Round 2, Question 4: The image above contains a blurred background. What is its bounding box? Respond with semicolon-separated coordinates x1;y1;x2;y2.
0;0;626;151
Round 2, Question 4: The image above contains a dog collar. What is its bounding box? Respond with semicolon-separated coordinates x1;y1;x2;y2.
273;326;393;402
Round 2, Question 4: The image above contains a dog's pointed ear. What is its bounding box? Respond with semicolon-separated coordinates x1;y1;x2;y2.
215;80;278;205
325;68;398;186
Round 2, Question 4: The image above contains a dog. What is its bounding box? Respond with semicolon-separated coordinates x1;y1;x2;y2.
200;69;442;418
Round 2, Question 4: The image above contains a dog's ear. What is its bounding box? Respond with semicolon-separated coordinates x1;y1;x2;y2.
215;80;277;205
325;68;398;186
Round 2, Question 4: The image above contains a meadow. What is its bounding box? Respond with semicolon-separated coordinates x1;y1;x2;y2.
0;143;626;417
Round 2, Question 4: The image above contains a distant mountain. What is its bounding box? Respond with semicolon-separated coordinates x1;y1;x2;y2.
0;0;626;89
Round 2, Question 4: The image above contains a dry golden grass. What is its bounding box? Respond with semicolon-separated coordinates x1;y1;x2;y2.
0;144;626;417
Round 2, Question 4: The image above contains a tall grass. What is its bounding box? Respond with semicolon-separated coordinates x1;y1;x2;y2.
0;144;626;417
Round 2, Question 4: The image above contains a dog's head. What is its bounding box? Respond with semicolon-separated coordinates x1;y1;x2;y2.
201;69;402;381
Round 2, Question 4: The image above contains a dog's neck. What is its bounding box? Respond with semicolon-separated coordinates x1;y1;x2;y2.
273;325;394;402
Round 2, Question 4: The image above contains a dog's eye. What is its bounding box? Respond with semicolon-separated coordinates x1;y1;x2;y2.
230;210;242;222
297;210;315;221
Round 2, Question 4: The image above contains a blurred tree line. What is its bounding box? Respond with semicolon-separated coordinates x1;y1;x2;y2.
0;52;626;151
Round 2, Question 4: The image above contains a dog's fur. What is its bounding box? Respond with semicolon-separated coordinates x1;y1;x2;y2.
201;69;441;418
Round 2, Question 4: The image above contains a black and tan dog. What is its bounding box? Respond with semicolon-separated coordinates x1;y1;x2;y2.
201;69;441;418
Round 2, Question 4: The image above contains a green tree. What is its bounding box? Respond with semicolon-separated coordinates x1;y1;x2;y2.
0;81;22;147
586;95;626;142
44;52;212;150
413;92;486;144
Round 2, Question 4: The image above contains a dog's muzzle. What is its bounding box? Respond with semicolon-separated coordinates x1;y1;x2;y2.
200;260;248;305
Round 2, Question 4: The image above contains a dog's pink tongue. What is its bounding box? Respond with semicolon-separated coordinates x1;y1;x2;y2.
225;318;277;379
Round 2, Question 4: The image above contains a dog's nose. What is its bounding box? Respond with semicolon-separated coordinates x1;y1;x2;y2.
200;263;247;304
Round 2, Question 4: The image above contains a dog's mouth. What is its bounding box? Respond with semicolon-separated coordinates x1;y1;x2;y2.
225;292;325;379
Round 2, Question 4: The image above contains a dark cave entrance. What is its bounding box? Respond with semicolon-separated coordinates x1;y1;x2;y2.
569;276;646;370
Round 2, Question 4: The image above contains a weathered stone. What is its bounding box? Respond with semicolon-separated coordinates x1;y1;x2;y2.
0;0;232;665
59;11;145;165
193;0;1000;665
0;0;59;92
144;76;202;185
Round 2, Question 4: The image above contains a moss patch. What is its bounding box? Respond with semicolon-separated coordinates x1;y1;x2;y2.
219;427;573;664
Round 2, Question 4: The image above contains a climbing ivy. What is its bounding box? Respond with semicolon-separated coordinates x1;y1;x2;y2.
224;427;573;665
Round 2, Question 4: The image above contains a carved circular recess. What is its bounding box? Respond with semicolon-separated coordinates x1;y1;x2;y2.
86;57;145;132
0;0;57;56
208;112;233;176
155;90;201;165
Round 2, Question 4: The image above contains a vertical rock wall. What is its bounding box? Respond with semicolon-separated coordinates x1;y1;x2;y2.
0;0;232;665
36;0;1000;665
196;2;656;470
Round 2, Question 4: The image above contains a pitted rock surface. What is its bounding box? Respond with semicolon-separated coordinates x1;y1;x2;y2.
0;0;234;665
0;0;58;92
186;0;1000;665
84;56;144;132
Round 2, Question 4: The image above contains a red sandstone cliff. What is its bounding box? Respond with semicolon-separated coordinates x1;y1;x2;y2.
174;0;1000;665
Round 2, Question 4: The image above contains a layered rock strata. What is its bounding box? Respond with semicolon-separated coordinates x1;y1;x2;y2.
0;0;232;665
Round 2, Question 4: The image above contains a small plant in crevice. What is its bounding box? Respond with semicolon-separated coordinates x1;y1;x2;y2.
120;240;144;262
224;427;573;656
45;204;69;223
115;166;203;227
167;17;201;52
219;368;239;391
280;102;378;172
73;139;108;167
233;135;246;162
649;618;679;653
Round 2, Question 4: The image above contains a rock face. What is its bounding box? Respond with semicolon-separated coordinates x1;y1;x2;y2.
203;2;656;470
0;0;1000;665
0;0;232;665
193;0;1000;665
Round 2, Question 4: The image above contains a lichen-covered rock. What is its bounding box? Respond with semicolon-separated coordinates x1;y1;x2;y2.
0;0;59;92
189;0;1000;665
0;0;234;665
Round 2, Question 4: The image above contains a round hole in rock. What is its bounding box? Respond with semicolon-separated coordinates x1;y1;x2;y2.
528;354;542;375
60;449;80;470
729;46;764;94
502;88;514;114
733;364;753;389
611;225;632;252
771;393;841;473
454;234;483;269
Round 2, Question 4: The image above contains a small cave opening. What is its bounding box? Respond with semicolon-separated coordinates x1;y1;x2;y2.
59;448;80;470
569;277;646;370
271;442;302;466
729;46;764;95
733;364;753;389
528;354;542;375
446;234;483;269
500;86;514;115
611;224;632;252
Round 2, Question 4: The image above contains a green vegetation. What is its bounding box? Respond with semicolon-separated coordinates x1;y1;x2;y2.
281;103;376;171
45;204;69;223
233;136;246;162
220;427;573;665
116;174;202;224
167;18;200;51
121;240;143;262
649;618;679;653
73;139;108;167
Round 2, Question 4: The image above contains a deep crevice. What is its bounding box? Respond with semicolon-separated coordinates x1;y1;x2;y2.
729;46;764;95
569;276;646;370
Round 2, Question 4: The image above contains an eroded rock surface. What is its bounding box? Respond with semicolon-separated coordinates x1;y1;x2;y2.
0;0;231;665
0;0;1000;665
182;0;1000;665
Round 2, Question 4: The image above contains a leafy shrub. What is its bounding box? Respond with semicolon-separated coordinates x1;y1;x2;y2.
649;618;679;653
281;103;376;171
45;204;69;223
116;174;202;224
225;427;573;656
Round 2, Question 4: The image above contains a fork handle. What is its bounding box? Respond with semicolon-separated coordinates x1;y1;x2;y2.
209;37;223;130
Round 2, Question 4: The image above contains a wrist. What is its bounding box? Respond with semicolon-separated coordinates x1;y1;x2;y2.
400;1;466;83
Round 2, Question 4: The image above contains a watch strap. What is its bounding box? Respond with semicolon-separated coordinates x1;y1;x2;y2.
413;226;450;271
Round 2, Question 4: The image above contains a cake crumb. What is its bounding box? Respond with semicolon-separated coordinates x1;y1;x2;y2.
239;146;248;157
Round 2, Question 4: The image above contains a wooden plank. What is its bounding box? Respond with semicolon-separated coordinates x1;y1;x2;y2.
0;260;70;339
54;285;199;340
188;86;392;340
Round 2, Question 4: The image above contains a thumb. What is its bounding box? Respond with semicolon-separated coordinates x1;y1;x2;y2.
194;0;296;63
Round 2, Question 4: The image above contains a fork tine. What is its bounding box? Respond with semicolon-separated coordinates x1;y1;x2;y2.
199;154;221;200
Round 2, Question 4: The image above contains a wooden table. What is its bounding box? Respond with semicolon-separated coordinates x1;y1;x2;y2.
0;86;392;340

* * * * *

# WHAT NEEDS TO BE DONE
Pull out every line of the rows above that contains the word "cave".

# EXERCISE SOLUTION
Round 2, Question 4: The image above contains a dark cave entrance. What is its bounding box? Respond with semicolon-separated coordinates x1;y1;x2;y2.
Round 2, Question 4: The image above contains a small cave opening. What is its bounding box? Respond with semicolon-separated coordinates x1;y1;x2;y2.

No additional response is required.